__Problem description__
Reproduce the passage on homeownership and American inequality in full, word for word, with nothing changed.

__Text shown__
How Homeownership Became the Engine of American Inequality
Almost a decade removed from the foreclosure crisis that began in 2008, the nation is facing one of the worst affordable-housing shortages in generations. The standard of “affordable” housing is that which costs roughly 30 percent or less of a family’s income. Because of rising housing costs and stagnant wages, slightly more than half of all poor renting families in the country spend more than 50 percent of their income on housing costs, and at least one in four spends more than 70 percent. Yet America’s national housing policy gives affluent homeowners large benefits; middle-class homeowners, smaller benefits; and most renters, who are disproportionately poor, nothing. It is difficult to think of another social policy that more successfully multiplies America’s inequality in such a sweeping fashion.

__Dataset extract__
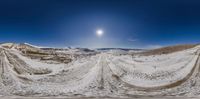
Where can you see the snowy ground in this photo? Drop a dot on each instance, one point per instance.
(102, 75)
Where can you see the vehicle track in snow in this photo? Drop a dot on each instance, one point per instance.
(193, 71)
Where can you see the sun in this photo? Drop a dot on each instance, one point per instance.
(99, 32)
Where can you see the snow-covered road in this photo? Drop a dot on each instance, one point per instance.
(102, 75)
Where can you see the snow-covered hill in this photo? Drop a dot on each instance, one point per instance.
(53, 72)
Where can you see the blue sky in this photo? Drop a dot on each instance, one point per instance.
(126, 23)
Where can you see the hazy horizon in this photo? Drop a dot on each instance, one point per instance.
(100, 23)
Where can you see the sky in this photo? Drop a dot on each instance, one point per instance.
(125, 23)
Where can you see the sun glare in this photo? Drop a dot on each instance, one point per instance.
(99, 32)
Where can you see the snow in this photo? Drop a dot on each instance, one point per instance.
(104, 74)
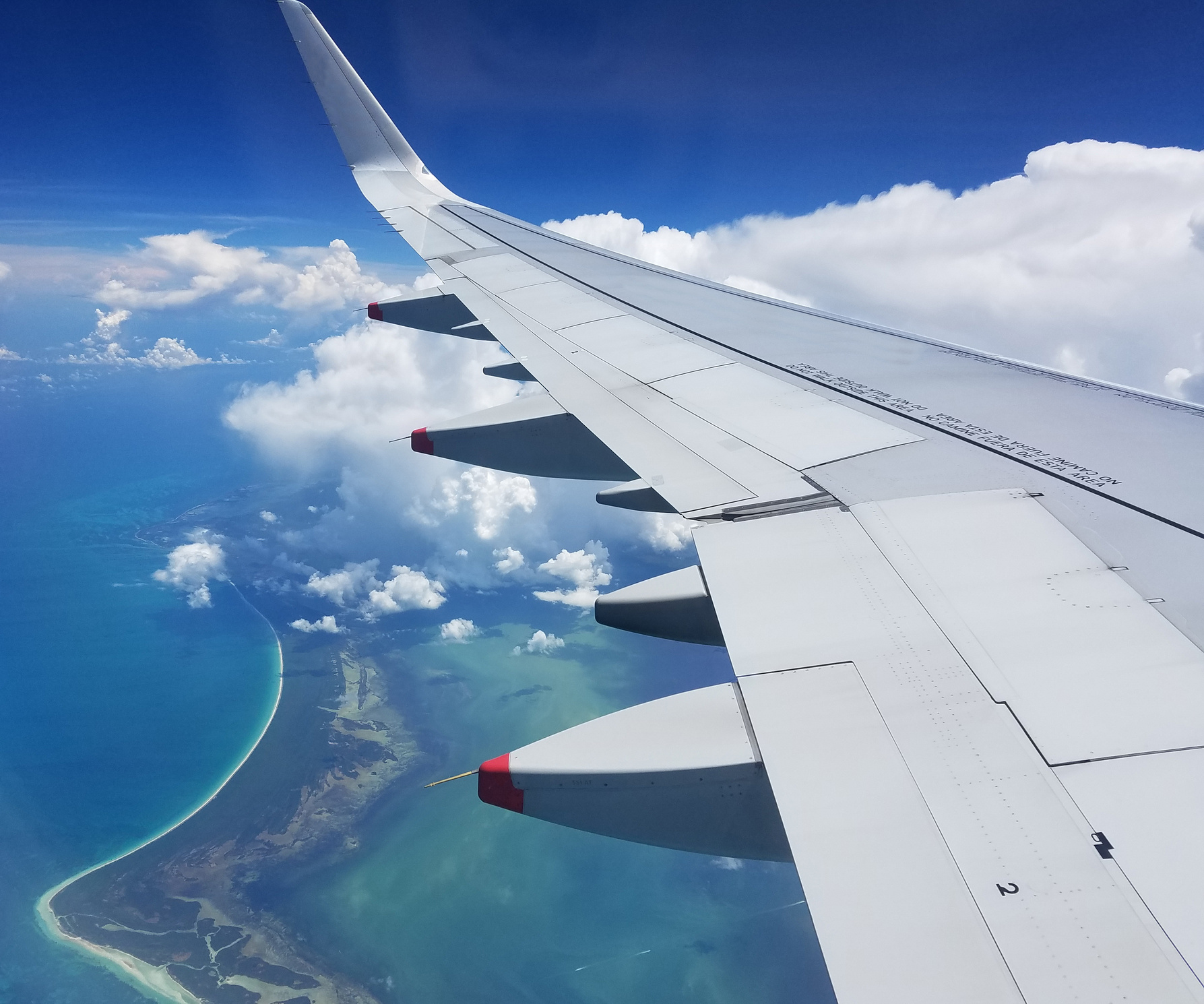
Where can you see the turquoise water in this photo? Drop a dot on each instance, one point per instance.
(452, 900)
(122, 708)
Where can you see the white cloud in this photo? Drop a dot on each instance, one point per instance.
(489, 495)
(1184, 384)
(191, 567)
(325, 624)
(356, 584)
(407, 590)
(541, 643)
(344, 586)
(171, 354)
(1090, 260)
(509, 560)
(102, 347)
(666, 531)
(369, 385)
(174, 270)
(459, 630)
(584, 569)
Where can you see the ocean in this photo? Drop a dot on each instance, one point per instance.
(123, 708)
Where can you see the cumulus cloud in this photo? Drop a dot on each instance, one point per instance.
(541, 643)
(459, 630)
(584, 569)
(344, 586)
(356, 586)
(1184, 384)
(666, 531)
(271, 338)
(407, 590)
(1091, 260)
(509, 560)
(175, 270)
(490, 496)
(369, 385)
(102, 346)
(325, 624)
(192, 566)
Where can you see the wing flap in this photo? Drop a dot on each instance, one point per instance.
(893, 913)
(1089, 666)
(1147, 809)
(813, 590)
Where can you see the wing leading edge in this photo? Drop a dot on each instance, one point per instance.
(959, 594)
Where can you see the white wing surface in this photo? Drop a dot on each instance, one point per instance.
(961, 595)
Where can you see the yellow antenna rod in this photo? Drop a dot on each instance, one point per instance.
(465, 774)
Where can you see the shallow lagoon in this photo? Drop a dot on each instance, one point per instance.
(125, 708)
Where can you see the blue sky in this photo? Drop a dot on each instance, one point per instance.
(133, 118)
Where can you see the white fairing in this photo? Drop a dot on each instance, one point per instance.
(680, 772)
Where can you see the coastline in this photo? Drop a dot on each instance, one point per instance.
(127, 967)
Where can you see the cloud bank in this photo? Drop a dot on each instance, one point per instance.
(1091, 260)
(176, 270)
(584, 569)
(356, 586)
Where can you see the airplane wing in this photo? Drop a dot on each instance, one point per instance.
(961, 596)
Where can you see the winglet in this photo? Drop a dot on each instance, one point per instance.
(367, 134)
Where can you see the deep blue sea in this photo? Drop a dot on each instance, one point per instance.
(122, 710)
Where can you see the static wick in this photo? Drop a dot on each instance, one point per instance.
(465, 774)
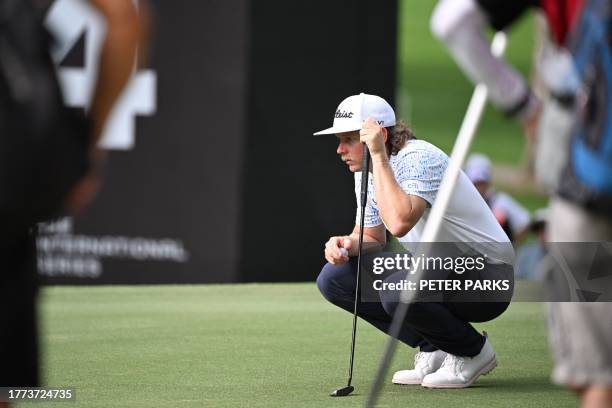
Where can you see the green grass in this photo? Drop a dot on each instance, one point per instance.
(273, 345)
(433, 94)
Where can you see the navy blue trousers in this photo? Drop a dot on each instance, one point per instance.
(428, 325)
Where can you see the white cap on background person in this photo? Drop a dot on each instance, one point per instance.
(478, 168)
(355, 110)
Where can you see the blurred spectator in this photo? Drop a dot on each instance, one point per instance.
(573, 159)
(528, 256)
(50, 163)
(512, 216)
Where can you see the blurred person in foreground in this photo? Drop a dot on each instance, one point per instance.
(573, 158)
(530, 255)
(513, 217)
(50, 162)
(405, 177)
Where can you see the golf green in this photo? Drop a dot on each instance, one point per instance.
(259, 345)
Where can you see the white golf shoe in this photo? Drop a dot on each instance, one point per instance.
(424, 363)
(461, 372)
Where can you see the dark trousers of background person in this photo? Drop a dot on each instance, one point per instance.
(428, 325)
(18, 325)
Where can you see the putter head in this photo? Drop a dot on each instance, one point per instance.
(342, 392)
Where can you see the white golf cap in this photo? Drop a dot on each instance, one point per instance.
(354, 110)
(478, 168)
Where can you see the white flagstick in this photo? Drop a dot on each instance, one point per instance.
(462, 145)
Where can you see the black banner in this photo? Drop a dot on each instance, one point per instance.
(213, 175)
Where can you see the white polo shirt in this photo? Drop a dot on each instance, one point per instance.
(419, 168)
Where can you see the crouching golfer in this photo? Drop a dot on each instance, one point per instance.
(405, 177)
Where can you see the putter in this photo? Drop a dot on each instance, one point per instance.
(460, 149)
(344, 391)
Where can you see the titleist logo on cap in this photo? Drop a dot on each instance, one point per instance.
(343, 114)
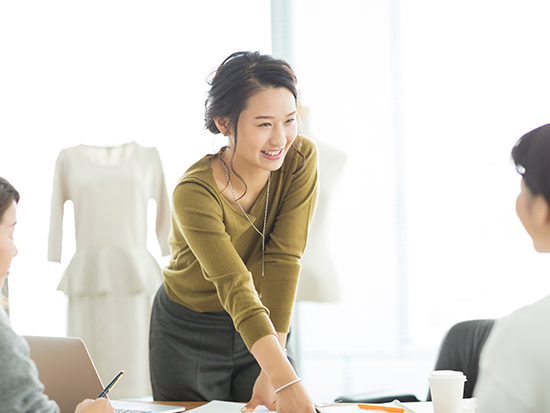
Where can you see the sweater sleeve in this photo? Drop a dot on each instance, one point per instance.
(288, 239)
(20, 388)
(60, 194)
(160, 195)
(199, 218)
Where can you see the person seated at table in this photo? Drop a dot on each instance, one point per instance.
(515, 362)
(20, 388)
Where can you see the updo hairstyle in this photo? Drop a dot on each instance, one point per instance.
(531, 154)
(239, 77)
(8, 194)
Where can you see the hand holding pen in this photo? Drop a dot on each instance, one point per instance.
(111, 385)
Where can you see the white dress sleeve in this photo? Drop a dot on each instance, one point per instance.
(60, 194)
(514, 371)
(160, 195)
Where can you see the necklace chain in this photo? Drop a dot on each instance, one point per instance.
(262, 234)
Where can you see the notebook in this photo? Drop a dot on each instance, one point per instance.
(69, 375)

__Solution for this task__
How Homeownership Became the Engine of American Inequality
Almost a decade removed from the foreclosure crisis that began in 2008, the nation is facing one of the worst affordable-housing shortages in generations. The standard of “affordable” housing is that which costs roughly 30 percent or less of a family’s income. Because of rising housing costs and stagnant wages, slightly more than half of all poor renting families in the country spend more than 50 percent of their income on housing costs, and at least one in four spends more than 70 percent. Yet America’s national housing policy gives affluent homeowners large benefits; middle-class homeowners, smaller benefits; and most renters, who are disproportionately poor, nothing. It is difficult to think of another social policy that more successfully multiplies America’s inequality in such a sweeping fashion.